PROBLEM: Please write out the complete listing that follows, exactly as it reads.

(Items listed in a dataset)
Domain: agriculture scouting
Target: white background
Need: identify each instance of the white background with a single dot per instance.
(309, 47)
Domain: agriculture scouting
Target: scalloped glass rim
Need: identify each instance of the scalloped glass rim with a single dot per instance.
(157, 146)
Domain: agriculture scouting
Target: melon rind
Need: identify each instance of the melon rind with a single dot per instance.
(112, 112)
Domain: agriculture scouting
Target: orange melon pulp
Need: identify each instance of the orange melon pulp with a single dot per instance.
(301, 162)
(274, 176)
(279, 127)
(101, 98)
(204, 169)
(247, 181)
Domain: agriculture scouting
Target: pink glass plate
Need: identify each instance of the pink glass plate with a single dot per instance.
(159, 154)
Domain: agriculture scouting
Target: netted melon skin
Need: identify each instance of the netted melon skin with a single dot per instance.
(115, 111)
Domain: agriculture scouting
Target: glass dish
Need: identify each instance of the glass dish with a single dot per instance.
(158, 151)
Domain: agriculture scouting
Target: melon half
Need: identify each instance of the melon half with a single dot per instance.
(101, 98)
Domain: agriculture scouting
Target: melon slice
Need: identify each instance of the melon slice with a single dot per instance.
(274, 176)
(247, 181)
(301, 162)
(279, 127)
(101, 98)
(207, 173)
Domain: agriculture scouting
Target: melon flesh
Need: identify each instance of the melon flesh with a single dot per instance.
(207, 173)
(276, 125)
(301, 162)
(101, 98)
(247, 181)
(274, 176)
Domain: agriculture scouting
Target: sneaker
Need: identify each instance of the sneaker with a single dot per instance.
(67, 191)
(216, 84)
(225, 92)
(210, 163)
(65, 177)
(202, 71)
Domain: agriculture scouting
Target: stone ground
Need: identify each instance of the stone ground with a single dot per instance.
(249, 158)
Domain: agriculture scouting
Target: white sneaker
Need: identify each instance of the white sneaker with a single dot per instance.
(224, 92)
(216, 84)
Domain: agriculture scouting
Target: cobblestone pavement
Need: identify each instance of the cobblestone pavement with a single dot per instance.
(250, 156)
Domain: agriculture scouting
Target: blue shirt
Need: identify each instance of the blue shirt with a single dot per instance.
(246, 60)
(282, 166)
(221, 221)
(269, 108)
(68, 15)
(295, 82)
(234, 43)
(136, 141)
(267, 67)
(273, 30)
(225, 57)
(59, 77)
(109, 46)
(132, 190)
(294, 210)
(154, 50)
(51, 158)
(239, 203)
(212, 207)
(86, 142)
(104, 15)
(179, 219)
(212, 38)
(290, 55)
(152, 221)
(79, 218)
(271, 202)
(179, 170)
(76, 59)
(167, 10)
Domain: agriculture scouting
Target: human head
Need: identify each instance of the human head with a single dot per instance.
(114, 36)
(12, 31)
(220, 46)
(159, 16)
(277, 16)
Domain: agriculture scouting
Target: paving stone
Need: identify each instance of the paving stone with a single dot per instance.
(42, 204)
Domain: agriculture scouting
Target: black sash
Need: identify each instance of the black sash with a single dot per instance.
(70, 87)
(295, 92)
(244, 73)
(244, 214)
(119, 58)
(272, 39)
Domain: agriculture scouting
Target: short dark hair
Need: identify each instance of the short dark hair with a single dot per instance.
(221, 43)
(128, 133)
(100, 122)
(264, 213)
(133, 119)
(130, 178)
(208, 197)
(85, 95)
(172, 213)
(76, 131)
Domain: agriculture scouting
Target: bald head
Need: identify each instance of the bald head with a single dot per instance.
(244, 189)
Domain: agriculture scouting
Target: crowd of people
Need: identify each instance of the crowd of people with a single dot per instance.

FULL SOLUTION:
Domain: agriculture scouting
Target: white background
Need: identify each instance of the white background with a single dot per instance.
(309, 47)
Domain: agriculture scouting
Target: scalloped glass rim
Need: identify each instance of the scalloped glass rim with a single dot per instance.
(157, 146)
Domain: agriculture scouting
Target: melon rind
Need: identify each instance of the melon rind with a single dot per instance.
(112, 112)
Domain: agriculture scouting
Target: orange melon pulp
Need: identify each instance of the orange melon pulp with a single dot per instance.
(301, 162)
(274, 176)
(279, 127)
(101, 98)
(204, 169)
(247, 181)
Domain: agriculture scouting
Target: pink glass plate
Need: identify each instance of the pink glass plate with a single dot per instance.
(159, 154)
Domain: agriculture scouting
Target: netted melon skin
Need: identify each instance of the netted melon skin with a single dot per instance.
(115, 111)
Domain: agriculture scouting
Target: glass dish
Need: identify each instance of the glass dish with a single dot per instance.
(158, 151)
Domain: agriculture scouting
Target: melon half
Need: identify each instance of the melon half with a single dot per instance.
(101, 98)
Domain: agriculture scouting
Target: melon slice
Need: identify each instance of the melon slice with a single dot per instance.
(274, 176)
(247, 181)
(301, 162)
(279, 127)
(101, 98)
(207, 173)
Domain: agriculture scouting
Target: melon flesh
Need: identify each instance of the melon flesh with a single dot per instance.
(207, 173)
(276, 125)
(301, 162)
(101, 98)
(247, 181)
(274, 176)
Domain: agriculture scouting
Target: sneaker
Need: identify each instance of the sneaker with a single dot per instance.
(67, 191)
(216, 84)
(225, 92)
(210, 163)
(65, 177)
(202, 71)
Domain: agriculture scouting
Target: stone ground
Need: identify each instance of the stone ground with a single dot per instance.
(249, 158)
Domain: agriculture scouting
Target: white sneaker
Need: identify each instance of the white sneaker with a single dot per instance.
(224, 92)
(216, 84)
Domain: agriculture scouting
Target: cobblestone pavement
Need: identify each instance of the cobblestone pavement with a single dot per instance.
(250, 156)
Domain: agriculture scouting
Target: blue shirt
Need: identify each instance of the blue shirt with a single dot per instance.
(246, 60)
(282, 166)
(221, 221)
(269, 108)
(68, 15)
(295, 82)
(234, 43)
(136, 141)
(267, 67)
(273, 30)
(225, 57)
(59, 77)
(109, 46)
(132, 190)
(294, 210)
(154, 50)
(51, 158)
(239, 203)
(212, 207)
(86, 142)
(104, 15)
(179, 219)
(212, 38)
(290, 55)
(152, 221)
(79, 218)
(271, 202)
(179, 170)
(76, 59)
(167, 10)
Domain: agriculture scouting
Target: human head
Need: identify each instance of the human head with a single dot per instance.
(114, 36)
(12, 31)
(220, 46)
(159, 16)
(277, 16)
Domain: agriculture scouting
Target: paving stone
Need: identify each instance of the paving stone with a single dot per instance.
(42, 204)
Domain: agriculture scouting
Target: black sash
Need: identify each instance of the black sash with a single dot per instance.
(70, 87)
(295, 92)
(244, 73)
(244, 214)
(119, 58)
(272, 39)
Domain: agriculture scouting
Target: short dark hair
Need: identify each instance of the short dark hair with a single dot per instance.
(221, 43)
(128, 133)
(100, 122)
(264, 213)
(133, 119)
(130, 178)
(208, 197)
(85, 95)
(172, 213)
(76, 131)
Domain: agriculture scouting
Target: bald head
Need: identify each instance of the bald head with a single dot per instance.
(244, 189)
Domain: agriculture scouting
Target: crowd of people
Need: identify each instance of the crowd of people with a single dot per instance.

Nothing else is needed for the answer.